### THE RECORDS
**********
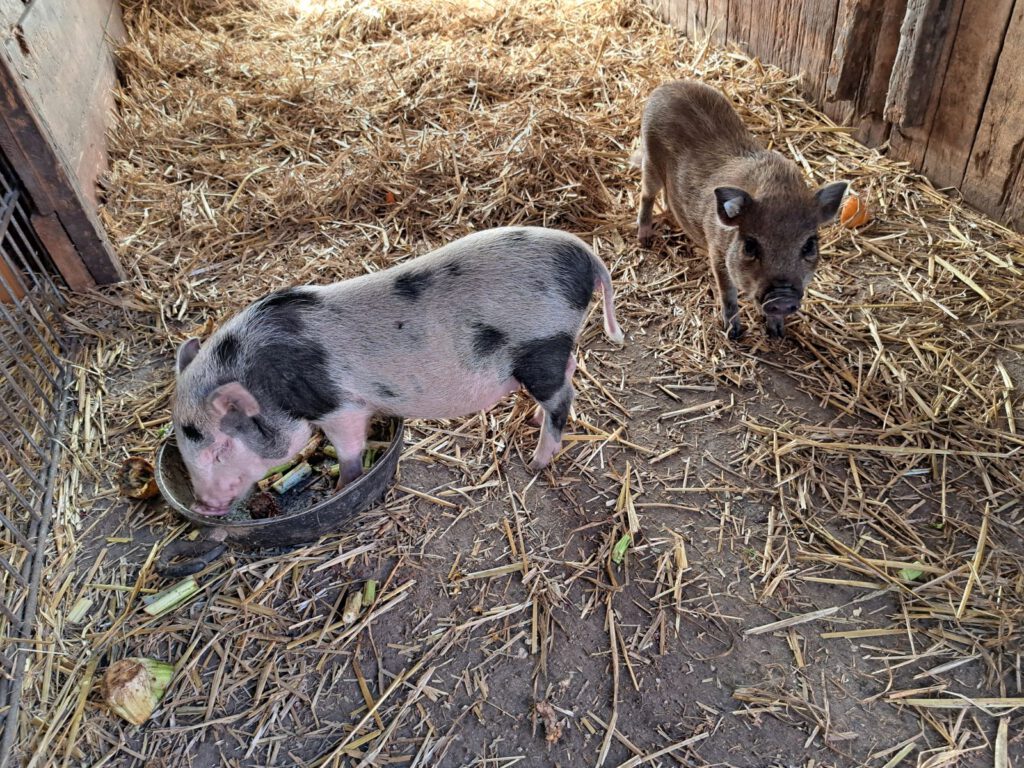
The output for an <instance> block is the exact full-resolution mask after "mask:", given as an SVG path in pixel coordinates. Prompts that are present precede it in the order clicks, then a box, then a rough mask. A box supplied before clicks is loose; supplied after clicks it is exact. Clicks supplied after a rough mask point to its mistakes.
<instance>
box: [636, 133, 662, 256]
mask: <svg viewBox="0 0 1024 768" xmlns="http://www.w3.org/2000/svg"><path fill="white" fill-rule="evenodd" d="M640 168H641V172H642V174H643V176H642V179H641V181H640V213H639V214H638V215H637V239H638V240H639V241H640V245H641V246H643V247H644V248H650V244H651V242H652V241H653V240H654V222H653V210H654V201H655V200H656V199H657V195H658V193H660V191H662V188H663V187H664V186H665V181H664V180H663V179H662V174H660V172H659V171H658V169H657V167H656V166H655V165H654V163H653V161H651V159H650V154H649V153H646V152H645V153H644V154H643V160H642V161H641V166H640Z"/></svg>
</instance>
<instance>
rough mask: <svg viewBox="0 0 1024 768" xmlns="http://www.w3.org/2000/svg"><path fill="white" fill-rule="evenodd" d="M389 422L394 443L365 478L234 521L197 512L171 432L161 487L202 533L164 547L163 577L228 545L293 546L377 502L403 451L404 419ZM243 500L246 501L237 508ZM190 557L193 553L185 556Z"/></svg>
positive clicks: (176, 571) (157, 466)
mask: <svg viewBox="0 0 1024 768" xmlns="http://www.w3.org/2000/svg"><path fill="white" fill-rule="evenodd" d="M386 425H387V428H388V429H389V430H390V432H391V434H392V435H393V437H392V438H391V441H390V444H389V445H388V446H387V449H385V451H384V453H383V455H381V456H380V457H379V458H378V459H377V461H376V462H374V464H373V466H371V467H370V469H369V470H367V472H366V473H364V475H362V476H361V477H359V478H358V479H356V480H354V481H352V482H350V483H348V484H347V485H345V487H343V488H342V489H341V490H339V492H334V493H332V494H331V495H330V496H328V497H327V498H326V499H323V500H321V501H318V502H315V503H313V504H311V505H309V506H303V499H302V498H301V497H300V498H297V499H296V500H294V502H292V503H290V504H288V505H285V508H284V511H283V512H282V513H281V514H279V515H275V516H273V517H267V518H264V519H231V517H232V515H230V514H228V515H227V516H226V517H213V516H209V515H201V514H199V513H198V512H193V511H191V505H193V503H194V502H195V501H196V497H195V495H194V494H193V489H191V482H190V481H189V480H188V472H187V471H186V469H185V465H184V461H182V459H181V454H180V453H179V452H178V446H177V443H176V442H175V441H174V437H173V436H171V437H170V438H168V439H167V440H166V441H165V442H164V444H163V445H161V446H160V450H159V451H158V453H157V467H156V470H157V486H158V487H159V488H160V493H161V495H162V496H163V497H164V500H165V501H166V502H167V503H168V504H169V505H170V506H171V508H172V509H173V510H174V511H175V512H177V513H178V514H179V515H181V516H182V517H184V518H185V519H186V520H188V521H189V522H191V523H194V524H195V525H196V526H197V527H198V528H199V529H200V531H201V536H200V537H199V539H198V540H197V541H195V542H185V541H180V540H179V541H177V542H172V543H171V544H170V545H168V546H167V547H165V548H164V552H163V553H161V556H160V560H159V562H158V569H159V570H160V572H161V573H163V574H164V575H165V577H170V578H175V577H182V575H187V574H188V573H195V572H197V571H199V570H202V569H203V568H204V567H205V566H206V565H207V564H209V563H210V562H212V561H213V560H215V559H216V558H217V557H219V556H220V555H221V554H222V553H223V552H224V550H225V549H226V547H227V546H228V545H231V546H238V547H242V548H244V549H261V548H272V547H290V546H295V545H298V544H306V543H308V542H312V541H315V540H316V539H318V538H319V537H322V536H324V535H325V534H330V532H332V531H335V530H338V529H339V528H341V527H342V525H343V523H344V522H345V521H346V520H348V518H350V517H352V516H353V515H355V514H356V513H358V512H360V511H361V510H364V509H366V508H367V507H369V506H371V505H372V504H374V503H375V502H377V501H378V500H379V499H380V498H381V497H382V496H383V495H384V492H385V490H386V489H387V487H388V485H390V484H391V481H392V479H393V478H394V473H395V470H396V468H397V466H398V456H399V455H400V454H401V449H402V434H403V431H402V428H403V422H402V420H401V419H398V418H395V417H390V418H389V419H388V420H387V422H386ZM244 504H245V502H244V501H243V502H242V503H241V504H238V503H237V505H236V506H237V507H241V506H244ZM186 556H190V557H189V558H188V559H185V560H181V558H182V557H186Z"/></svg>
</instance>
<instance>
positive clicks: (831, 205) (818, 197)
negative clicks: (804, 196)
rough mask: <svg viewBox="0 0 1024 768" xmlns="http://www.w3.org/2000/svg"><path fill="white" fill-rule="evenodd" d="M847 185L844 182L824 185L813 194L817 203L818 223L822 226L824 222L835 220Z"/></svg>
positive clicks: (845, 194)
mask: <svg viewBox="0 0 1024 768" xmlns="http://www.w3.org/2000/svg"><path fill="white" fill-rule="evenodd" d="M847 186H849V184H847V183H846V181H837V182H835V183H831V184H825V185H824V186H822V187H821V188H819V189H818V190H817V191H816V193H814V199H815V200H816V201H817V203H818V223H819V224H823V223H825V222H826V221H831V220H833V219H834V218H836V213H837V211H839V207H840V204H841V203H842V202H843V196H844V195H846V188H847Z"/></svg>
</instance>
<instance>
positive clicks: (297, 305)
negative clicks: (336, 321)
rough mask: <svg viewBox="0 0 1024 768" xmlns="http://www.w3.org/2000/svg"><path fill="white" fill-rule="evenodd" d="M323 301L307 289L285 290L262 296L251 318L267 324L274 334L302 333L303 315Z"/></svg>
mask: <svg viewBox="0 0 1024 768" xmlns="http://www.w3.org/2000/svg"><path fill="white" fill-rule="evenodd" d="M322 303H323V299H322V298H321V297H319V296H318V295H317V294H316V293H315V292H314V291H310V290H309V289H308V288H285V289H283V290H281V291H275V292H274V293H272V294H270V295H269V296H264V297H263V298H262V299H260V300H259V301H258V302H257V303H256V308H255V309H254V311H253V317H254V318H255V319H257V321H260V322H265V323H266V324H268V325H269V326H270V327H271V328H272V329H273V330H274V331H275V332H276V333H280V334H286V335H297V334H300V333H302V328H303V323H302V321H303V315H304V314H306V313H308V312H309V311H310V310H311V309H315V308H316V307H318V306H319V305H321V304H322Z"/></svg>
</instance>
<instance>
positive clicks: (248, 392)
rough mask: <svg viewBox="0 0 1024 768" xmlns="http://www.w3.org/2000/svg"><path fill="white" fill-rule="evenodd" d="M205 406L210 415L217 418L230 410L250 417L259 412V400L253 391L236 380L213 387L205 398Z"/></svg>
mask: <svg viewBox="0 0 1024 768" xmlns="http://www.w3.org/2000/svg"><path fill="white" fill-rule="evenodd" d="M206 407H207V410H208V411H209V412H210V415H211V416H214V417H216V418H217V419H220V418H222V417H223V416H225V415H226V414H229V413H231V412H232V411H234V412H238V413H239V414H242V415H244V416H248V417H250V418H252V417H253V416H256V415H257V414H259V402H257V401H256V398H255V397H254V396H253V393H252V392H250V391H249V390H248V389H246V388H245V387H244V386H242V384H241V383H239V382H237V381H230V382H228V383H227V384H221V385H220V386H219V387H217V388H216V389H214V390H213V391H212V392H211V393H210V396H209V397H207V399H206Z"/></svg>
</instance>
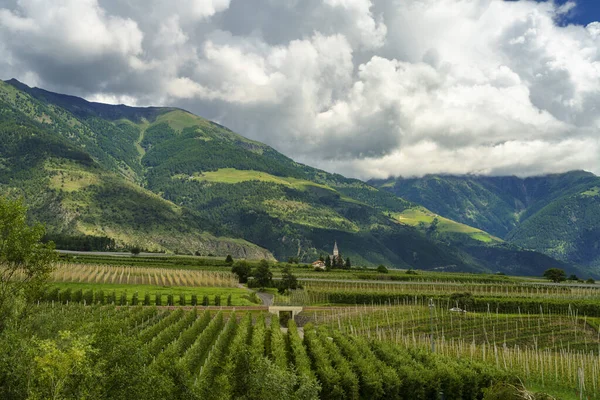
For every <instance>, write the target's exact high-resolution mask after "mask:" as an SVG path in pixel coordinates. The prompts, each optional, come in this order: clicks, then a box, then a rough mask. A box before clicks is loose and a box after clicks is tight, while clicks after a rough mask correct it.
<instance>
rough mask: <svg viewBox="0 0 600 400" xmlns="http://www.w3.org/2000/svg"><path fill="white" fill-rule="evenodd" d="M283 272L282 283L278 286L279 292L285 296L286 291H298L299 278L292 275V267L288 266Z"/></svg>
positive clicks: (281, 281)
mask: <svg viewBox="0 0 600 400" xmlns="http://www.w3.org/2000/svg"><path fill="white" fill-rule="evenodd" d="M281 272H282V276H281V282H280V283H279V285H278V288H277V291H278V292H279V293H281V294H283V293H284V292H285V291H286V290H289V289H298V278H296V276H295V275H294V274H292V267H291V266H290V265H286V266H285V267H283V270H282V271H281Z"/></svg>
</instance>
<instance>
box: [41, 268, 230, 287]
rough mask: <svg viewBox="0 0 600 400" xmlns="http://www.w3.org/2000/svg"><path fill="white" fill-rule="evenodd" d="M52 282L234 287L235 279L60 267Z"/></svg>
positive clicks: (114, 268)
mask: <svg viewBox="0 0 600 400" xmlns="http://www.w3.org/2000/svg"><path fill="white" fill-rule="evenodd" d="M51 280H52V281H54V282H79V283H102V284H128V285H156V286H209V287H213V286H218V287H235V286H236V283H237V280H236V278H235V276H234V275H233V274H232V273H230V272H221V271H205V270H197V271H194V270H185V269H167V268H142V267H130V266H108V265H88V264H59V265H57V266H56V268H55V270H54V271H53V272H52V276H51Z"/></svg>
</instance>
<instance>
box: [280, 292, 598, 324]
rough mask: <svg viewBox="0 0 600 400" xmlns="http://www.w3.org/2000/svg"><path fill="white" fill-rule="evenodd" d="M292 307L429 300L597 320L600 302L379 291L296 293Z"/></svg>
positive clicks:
**********
### TASK OBJECTIVE
State in a single number how many lines in the data include the word "negative".

### SOLUTION FOR THIS EXERCISE
2